Nach meinem Chef kontaktierte ich Barbara Gol. Sie ist Psychologin und Psychotherapeutin, seit fünf Jahren war ich bei ihr in Behandlung. Sie kannte mich gut und besaß die nötige Ausbildung und Erfahrung, um mit so einer Situation umzugehen. Ich vertraute ihr. Sie sagte am Telefon, ich könne sofort vorbeikommen.

REDEN MIT DIDI
Didi und ich trafen uns 1994 in San Francisco. Sie ist ebenfalls Journalistin, wir arbeiteten kurze Zeit bei der gleichen Zeitschrift. Didis Mutter wuchs in Buenos Aires auf, ihr Vater in Berlin. Vom ersten Tag an war Didi für mich eine äußerst attraktive Mischung aus europäischen und südamerikanischen Eigenheiten – klug, gebildet, elegant und leidenschaftlich. Sie wurde meine Frau. Wenn Didi froh ist, ist sie froh. Wenn sie traurig ist, ist sie traurig. Wenn sie wütend ist, ist sie wütend. Ihre Gefühlsaufwallungen zählen sicher zu ihren liebenswertesten Eigenschaften. Aber nun fürchtete ich, sie könnte durchdrehen.

Dr. Gol beruhigte mich und fragte, ob ich es Didi gleich hier in ihrem Büro sagen wolle. Ich hielt das für eine gute Idee. Als Didi eine knappe halbe Stunde später eintraf, trug sie den Gesichtsausdruck eines Menschen, der ahnt, dass sich sein Leben ändern wird. Soweit ich mich erinnern kann, sagte ich: »Ich habe schlechte Neuigkeiten. Heute Morgen kam der Befund meiner Kernspintomografie: Ich habe einen Tumor an der Hüfte. Sie können noch nicht sicher sagen, was es ist. Ich habe gefragt, ob es auch sein könnte, dass es nichts ist. Aber sie sind ziemlich sicher, dass es nicht nichts ist.« Didi drehte nicht durch. Sie nahm nur meine Hand in die ihre und hielt sie ganz fest.

(Lesen Sie auf der nächsten Seite: Aberglaube, die Macht des Lebens und: ist der 11.9.2001 schuld?)

(DATENAUSZÜGE)

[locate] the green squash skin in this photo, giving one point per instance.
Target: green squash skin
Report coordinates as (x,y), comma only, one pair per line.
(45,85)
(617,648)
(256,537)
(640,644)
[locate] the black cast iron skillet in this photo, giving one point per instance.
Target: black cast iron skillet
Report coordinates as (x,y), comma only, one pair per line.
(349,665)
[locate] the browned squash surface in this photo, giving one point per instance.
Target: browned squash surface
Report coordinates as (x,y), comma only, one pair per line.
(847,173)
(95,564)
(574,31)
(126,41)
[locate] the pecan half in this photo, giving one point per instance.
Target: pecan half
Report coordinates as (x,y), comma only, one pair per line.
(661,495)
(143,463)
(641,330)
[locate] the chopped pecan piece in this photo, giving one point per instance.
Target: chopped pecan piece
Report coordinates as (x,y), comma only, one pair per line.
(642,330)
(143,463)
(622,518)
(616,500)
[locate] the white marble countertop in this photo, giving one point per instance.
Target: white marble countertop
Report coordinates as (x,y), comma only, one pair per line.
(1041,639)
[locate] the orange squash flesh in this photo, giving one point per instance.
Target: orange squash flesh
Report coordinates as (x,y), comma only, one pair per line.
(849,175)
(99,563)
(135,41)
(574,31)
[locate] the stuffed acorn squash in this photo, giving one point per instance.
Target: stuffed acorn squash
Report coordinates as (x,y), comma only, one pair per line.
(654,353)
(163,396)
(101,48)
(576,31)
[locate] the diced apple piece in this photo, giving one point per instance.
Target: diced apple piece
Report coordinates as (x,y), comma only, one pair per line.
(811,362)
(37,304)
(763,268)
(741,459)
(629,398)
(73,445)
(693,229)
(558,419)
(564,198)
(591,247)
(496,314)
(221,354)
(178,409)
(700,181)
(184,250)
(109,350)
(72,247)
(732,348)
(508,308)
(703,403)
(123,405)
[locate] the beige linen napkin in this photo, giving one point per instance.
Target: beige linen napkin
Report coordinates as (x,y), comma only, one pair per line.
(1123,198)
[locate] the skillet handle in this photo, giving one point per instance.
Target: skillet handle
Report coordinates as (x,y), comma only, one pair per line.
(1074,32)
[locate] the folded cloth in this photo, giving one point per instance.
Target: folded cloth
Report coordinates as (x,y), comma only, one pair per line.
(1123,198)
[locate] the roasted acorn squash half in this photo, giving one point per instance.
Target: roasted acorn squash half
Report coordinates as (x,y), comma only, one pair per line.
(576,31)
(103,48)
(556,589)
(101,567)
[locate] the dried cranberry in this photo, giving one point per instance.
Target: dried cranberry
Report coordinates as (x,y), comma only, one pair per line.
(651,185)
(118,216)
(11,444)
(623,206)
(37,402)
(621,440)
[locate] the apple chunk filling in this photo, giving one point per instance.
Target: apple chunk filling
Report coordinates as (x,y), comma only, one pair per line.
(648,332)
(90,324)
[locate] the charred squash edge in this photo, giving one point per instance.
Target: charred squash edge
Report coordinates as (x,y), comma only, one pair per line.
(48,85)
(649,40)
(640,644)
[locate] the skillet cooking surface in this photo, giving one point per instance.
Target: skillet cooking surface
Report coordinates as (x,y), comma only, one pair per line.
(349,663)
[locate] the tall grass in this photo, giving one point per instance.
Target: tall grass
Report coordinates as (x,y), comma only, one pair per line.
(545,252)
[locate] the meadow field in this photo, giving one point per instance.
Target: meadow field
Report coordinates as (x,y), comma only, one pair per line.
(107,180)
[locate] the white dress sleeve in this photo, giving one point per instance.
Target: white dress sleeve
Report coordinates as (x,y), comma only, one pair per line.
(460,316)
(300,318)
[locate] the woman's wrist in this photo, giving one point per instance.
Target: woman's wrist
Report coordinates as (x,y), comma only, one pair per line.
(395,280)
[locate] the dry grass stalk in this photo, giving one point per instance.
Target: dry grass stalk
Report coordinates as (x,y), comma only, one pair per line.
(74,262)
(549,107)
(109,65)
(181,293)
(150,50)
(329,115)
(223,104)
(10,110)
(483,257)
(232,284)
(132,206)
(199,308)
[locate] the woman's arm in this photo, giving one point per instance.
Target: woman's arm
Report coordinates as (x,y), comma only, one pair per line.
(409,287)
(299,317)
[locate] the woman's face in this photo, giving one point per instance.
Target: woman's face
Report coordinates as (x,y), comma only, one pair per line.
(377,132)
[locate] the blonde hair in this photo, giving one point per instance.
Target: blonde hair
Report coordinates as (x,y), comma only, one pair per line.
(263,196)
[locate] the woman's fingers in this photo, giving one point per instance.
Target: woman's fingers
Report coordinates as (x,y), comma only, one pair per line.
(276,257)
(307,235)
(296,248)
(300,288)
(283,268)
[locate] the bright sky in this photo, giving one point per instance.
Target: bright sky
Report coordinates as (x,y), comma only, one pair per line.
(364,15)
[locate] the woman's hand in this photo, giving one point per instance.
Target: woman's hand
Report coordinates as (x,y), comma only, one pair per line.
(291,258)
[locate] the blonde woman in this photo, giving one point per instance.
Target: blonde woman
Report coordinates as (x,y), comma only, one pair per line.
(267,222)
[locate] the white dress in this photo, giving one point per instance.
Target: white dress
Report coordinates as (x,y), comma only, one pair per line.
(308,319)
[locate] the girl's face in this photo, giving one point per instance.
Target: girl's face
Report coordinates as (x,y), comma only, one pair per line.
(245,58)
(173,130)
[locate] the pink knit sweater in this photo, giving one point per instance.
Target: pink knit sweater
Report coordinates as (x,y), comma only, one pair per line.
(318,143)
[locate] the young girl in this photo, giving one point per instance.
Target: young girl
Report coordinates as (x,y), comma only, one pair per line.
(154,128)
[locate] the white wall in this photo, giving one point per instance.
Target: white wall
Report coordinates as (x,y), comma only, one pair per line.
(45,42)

(AUFGABENSTELLUNG)
In welcher Stadt fand laut Ausgangstext das Treffen mit Didi im Jahr 1994 statt? Die Datensätze stehen in keinem Zusammenhang mit dem Ausgangstext.

(ANTWORT)
In San Francisco.